SmartCities’s Cyber Security Role and Ethical Challenges - DyslexicAtheist
https://blog.valbonne-consulting.com/2016/08/06/smartcitiess-cyber-security-role-and-ethical-challenges/
======
Caveman_Coder
> A smart-city architecture allows “better” information-sharing, strong
> identity management, better blanket surveillance as well as targeted
> surveillance, it benefits law-enforcement with better access to location
> tracking.

> In conclusion, one doesn’t have to wear a tinfoil hat to understand that
> these solutions will swing both ways. And some are going to get hurt. To all
> those who think smart-cities will liberate humanity from repressive regimes,
> please think again.

For a deeper perspective on this point, I'd highly recommend reading "The Net
Delusion" by Evgeny Morozov [1]. He focuses on the
moral/ethical/political/sociological aspects of modern technological change
and systems that other optimistic authors intentionally fail to cover.

> Smart cities implemented over complex self serving bureaucratic processes
> can become an electronic manifestation of stupidity written in code.

This sentence immediately reminded me of Kafka's "The Castle."

The future could be either empowering or oppressive, or both to some degree,
depending largely on how we legislatively control the technological systems
we're building.

[1] [https://www.amazon.com/Net-Delusion-Dark-Internet-
Freedom/dp...](https://www.amazon.com/Net-Delusion-Dark-Internet-
Freedom/dp/1610391063)

• TASK DIRECTIONS:
From the thread on smart-city security, reproduce word for word the passage that begins with the words containing "For a deeper" and ends with "we're building.".

• DATA ENTRIES:

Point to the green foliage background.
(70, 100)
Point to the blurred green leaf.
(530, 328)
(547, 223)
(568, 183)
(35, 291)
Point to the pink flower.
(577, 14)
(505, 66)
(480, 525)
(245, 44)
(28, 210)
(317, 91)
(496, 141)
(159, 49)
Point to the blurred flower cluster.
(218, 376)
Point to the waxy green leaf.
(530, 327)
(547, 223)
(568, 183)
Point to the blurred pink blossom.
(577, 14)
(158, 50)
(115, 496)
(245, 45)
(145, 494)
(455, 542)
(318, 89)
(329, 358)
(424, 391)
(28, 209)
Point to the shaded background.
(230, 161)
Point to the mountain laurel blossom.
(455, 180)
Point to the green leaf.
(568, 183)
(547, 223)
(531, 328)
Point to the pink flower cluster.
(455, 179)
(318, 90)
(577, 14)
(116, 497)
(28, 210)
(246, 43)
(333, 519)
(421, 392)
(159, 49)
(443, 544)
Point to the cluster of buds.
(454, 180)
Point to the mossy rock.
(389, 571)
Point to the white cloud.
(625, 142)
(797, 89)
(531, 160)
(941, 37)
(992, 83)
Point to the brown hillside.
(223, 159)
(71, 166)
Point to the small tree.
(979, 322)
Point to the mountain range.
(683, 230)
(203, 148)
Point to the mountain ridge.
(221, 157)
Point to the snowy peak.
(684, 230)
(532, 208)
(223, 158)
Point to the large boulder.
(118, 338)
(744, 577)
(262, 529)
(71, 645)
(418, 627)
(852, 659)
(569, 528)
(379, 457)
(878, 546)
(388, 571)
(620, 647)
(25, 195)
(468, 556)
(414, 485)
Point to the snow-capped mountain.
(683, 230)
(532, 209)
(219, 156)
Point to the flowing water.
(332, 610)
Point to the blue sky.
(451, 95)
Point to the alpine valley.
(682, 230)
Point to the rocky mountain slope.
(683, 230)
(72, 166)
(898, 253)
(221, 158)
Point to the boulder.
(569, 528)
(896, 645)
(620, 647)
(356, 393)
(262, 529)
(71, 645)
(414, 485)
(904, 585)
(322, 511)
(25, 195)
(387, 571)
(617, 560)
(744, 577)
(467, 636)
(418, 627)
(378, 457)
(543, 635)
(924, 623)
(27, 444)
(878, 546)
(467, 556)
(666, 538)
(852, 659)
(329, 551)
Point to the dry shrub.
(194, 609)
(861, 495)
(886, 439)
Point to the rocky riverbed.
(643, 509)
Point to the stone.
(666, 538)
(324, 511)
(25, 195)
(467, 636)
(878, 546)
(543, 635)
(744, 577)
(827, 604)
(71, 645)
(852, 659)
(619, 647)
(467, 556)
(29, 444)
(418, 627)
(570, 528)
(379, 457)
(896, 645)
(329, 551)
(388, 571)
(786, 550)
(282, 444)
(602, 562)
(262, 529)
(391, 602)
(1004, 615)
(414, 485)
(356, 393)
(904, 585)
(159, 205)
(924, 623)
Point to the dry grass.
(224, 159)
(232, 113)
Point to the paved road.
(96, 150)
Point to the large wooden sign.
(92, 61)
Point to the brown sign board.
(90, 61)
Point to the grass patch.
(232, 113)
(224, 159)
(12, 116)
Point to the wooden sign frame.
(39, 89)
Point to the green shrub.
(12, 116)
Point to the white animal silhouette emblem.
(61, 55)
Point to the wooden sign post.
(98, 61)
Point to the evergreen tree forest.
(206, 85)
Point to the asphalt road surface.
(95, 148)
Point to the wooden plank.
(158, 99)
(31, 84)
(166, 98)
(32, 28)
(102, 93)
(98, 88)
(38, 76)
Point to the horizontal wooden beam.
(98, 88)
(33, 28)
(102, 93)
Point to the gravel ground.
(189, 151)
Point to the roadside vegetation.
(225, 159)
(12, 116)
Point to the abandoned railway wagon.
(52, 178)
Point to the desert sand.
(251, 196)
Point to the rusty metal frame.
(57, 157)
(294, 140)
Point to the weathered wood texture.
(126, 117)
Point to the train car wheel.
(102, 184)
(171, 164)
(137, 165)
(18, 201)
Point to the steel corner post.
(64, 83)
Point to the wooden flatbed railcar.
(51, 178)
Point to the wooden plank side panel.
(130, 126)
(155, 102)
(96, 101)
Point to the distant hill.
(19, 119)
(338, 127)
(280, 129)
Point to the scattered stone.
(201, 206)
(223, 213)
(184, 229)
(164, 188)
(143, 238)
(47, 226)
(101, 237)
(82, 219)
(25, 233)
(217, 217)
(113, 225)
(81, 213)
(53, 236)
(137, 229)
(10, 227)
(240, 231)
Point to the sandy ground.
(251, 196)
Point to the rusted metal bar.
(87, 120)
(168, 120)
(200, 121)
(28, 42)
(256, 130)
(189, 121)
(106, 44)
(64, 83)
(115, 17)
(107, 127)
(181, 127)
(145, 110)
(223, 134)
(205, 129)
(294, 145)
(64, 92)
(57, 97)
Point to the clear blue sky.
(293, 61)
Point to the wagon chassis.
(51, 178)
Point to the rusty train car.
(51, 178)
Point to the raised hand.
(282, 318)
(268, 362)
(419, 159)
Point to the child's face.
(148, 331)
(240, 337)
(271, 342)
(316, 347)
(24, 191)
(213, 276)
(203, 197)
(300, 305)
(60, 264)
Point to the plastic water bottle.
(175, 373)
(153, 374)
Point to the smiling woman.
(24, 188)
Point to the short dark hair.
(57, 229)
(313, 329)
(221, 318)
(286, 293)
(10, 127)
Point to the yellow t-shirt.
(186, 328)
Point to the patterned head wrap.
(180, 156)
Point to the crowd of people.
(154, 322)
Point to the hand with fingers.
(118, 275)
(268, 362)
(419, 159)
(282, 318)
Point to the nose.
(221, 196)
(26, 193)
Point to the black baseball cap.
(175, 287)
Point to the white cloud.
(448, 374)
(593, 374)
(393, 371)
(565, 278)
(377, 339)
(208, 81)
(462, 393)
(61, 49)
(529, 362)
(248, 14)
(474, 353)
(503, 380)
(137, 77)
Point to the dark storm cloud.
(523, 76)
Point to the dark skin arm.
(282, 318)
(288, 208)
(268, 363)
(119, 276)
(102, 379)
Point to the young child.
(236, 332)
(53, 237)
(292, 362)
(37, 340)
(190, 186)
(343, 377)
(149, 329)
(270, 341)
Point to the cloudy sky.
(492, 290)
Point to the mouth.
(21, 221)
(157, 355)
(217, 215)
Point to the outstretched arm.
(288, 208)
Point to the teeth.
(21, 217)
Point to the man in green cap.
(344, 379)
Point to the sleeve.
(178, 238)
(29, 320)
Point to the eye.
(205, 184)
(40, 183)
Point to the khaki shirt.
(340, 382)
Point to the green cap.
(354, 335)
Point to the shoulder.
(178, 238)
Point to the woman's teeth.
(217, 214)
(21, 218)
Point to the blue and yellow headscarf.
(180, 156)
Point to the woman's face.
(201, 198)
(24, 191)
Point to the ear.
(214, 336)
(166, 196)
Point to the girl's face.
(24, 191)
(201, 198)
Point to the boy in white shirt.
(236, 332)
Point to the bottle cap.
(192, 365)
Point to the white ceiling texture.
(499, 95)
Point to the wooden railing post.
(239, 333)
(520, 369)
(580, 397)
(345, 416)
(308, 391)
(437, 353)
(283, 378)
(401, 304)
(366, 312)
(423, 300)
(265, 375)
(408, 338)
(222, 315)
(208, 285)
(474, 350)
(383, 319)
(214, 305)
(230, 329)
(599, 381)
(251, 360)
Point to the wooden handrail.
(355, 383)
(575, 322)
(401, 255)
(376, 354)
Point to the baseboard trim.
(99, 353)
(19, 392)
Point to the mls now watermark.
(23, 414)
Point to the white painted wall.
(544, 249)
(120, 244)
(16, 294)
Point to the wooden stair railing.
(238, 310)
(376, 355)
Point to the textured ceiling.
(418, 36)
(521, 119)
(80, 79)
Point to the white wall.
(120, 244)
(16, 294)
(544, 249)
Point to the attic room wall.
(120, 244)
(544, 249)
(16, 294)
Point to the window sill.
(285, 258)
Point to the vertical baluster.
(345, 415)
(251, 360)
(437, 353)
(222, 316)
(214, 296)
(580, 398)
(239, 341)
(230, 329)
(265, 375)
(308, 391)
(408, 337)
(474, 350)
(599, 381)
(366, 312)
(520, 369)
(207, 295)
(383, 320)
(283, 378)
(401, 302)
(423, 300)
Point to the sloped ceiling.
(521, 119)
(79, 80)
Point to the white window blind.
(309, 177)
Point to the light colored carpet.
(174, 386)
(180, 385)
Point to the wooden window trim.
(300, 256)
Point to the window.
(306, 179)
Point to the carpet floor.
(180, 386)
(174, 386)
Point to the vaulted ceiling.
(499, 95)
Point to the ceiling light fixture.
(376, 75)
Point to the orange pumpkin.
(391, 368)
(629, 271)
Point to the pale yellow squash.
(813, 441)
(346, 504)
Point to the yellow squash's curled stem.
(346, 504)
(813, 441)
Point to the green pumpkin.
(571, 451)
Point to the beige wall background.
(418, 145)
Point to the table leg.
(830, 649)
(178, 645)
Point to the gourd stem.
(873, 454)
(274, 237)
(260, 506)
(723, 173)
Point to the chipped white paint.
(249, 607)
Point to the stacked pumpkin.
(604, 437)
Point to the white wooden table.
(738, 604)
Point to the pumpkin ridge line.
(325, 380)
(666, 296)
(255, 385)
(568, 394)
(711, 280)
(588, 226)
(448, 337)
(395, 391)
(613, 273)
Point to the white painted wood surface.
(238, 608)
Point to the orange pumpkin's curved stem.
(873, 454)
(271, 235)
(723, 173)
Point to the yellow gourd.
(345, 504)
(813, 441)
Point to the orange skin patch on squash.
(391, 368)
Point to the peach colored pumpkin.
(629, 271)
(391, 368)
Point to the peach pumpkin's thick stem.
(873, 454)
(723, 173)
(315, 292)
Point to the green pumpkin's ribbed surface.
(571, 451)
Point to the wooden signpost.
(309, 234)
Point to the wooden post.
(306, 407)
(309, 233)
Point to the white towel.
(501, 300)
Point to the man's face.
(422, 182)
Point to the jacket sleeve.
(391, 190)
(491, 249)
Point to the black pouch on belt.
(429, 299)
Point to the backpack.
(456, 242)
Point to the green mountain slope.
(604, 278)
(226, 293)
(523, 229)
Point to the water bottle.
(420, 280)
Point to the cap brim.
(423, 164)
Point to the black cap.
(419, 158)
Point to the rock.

• RESPONSE TO THE TASK:
For a deeper perspective on this point, I'd highly recommend reading "The Net
Delusion" by Evgeny Morozov [1]. He focuses on the
moral/ethical/political/sociological aspects of modern technological change
and systems that other optimistic authors intentionally fail to cover.

> Smart cities implemented over complex self serving bureaucratic processes
> can become an electronic manifestation of stupidity written in code.

This sentence immediately reminded me of Kafka's "The Castle."

The future could be either empowering or oppressive, or both to some degree,
depending largely on how we legislatively control the technological systems
we're building.